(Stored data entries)

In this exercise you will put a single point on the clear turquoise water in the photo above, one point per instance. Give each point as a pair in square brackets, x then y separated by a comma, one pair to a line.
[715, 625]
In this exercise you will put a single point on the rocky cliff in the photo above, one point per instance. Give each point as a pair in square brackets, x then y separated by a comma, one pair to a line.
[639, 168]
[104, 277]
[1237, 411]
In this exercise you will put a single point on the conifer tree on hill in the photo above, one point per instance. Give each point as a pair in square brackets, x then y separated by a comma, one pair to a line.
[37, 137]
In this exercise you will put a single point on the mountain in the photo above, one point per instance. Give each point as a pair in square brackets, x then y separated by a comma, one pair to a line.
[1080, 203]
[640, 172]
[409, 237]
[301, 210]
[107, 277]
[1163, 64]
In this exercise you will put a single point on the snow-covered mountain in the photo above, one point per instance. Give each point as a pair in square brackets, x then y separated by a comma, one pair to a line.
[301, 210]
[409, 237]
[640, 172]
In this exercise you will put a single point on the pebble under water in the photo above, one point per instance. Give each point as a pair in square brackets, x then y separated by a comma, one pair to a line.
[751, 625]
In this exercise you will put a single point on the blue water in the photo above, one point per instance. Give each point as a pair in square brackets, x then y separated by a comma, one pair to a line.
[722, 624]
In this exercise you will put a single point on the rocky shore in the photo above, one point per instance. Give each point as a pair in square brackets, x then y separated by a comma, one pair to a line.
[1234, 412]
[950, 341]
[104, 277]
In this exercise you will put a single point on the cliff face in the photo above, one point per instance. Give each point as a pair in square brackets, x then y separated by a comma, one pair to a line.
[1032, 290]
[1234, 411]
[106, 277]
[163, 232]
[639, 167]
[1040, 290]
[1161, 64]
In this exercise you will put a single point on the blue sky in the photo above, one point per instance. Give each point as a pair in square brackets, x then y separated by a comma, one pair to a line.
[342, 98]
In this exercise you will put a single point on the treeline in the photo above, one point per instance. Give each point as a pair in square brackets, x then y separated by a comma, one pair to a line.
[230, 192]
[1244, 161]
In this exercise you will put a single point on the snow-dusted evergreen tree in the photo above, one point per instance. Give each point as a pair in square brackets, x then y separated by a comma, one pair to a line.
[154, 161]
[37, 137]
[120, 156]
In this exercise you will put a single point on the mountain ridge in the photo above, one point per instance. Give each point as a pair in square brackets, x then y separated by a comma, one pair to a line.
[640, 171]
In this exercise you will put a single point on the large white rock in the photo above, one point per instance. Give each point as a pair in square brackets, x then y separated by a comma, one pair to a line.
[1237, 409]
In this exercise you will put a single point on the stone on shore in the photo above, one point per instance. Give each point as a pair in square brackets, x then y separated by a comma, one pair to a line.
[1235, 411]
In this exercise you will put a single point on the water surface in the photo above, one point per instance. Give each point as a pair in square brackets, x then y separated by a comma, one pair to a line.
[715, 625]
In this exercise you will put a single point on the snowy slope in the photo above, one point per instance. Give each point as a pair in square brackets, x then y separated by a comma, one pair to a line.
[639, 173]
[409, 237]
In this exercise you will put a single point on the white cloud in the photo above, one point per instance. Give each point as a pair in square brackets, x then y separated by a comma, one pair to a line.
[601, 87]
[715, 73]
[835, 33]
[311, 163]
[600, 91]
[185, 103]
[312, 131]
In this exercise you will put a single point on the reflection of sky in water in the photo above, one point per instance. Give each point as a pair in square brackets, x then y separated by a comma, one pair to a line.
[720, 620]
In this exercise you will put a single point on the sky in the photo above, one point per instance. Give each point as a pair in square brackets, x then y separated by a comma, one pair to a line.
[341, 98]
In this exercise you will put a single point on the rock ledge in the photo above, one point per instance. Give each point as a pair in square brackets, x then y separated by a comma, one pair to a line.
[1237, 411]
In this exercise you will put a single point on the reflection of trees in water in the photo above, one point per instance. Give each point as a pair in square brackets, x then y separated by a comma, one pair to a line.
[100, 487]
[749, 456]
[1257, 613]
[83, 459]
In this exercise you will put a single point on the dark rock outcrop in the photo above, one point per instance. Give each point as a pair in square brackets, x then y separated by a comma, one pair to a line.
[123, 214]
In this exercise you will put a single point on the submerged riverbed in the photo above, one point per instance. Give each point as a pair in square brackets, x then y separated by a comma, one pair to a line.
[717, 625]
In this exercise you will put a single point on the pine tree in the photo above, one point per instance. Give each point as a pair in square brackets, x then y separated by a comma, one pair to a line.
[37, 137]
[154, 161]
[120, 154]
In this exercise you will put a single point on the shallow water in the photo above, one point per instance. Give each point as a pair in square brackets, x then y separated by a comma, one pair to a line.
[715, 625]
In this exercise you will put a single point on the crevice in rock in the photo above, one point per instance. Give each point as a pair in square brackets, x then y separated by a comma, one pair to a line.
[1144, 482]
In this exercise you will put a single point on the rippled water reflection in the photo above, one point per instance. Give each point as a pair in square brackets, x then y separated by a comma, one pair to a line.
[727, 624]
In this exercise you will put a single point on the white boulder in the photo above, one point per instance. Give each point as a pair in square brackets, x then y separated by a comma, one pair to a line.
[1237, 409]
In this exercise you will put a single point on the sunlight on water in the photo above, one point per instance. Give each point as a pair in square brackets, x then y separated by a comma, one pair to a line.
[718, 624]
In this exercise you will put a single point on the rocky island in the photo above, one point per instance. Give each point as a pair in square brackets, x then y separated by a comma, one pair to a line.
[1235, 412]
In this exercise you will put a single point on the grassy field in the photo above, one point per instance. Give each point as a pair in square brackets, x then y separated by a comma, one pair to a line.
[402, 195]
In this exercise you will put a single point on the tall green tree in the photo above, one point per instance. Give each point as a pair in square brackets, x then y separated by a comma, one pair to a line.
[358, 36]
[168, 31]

§ PROBLEM DESCRIPTION
Every entry shown above should be transcribed without alteration.

§ TASK RESPONSE
In this exercise you will put a single point on the clear turquoise water in the photo above, one point per instance. Give each point as a pair in square brackets, x then y separated by a comma, one pair to a line.
[715, 625]
In this exercise you will put a single point on the rocky cliff in the photo above, one point per instance. Give each point as a pair in square brackets, x then y separated by a comma, one pair to a line.
[639, 168]
[104, 277]
[1237, 411]
In this exercise you will put a single point on the conifer tree on hill in the photo above, one point per instance. Give each point as a pair in square brackets, x then y separated by a comma, one pair to a line.
[37, 137]
In this exercise you will put a single point on the mountain in the photo above, one point per instance. Give each point as a pair in square brackets, x then y separated by a comma, one pair to a line.
[1080, 203]
[640, 172]
[409, 237]
[301, 210]
[107, 277]
[1163, 64]
In this exercise you will put a single point on the snow-covered mountain in the photo above, one point per instance. Give each point as a pair in square brackets, x then y separated by a comma, one pair to a line.
[301, 210]
[409, 237]
[640, 172]
In this exercise you will put a single point on the pebble under water in the photo above, one point per instance. Give each point as a pair in square brackets, x then y separated by a comma, one pair to a line.
[751, 625]
In this exercise you will put a single point on the blue water in the photo above, one point per instance. Give each point as a pair in square brackets, x then y separated by a comma, one pair to a line.
[722, 624]
In this exercise you will put a single point on the rocky shore in the photo above, one point per instance. Give each point as a pair in square brackets, x then y separated by a comma, one pair to a line.
[1234, 412]
[950, 341]
[104, 277]
In this exercise you will put a single point on the cliff face in the photo above, one point per instance. Give each point as a pair in square brackets, x then y separated by a comma, one pair to a line.
[1032, 290]
[1234, 411]
[106, 277]
[163, 232]
[639, 167]
[1040, 290]
[1161, 64]
In this exercise you will put a single point on the blue sky in the photo above, one point per instance. Give each point as a pair in square brackets, x then y separated by a comma, one pair to a line.
[342, 98]
In this exercise you will put a single point on the treeline in the photo above, one point per instance. Give each point as a pair in square brackets, x then y separated by a comma, one pair to a line.
[230, 192]
[1244, 161]
In this exercise you will put a single point on the snow-dusted evergreen tree in the photo above, one point per instance. Give each point as a pair in square brackets, x then y separated by a comma, one pair to a line.
[154, 161]
[37, 137]
[120, 156]
In this exercise you will put a single point on the mountain ridge in the photo above, one point per instance. Give each point as a pair in square brackets, x then y separated by a comma, one pair to a line.
[640, 171]
In this exercise you will put a single point on the large white rock in the photo above, one point per instance. Give each point as a pair in square brackets, x then y separated by a comma, one pair to a line.
[1237, 409]
In this exercise you will put a single point on the stone on shore in the photo above, one point per instance. Give each point as a pair in square brackets, x then y separated by a comma, one pair to a line.
[1235, 411]
In this exercise you will put a single point on the water surface in the photo above, one point per instance. Give each point as a pair in square brackets, x then y separated by a comma, one pair to a line.
[715, 625]
In this exercise you will put a single point on the snowy slope in the photo above, one point per instance. Give each point as a pair in square brackets, x then y separated by a comma, one pair to a line.
[639, 173]
[409, 237]
In this exercise you will put a single point on the white cloud in the photo above, one point per instance. Give each point as a pair in square brackets, x then y separated by a comma, one pair to a line.
[601, 87]
[715, 73]
[835, 33]
[311, 163]
[600, 91]
[185, 103]
[312, 131]
In this exercise you will put a single point on the reflection of sky in water in the photo above, one point per instance. Give each point as a pair in square brackets, x then y separated by a comma, one pair to a line.
[720, 620]
In this exercise you will put a single point on the sky in the photo above, one point per instance. Give each point as a pair in square brackets, x then y separated by a comma, one pair to a line.
[341, 98]
In this exercise you will put a single point on the rock ledge in the photo above, one point per instance. Give each point as a pair in square brackets, x then y separated by a comma, one pair to a line.
[1237, 411]
In this exercise you will put a single point on the reflection of trees in water in the photo above, one point per instance. Give each point as a pair in square brackets, x then y separated by a comma, one pair to a line.
[100, 487]
[749, 456]
[1257, 613]
[83, 459]
In this exercise you will put a single point on the dark rock outcrop in the photo above, one point per instance. Give each point as a pair in square brackets, x then y separated by a comma, one pair to a line.
[123, 214]
In this exercise you will put a single point on the submerged riverbed in the photo above, one point per instance. Give each point as a pair in square brackets, x then y separated by a comma, one pair to a line.
[717, 625]
In this exercise you will put a single point on the pine tree in the photo above, one point per instance. Give each point as a pair in square brackets, x then y separated by a comma, one pair to a line.
[37, 137]
[154, 161]
[120, 154]
In this exercise you will put a single point on the shallow water in the photo above, one point per instance. Give each point as a pair in square brackets, x then y separated by a comma, one pair to a line.
[715, 625]
In this exercise you will put a single point on the crevice in rock in the photo above, one point per instance. Give each point as a pair in square brackets, x then y separated by a comma, one pair to a line.
[1144, 482]
In this exercise you will put a single point on the rippled water reflection in the photo above, one point per instance. Give each point as a pair in square brackets, x then y separated by a comma, one pair to a line.
[727, 624]
In this exercise you will put a single point on the white boulder in the photo above, one point per instance. Give each point as a pair in square brackets, x then y separated by a comma, one pair to a line.
[1237, 409]
In this exercise you will put a single point on the sunlight on water in the photo above, one point per instance. Give each point as a pair in square brackets, x then y separated by a comma, one pair to a line.
[718, 624]
In this exercise you will put a single point on the rocky island in the photo above, one point per instance. Give each point as a pair in square brackets, x then y separated by a comma, one pair to a line.
[1235, 412]
In this exercise you will put a single point on the grassy field in the photo above, one point per instance. Give each point as a pair in square brackets, x then y separated by a comma, one pair to a line.
[402, 195]
In this exercise you will put a single point on the tall green tree in the photo above, one point per instance. Give each point as a pair in square brackets, x then y separated by a comma, one pair to a line.
[358, 36]
[168, 31]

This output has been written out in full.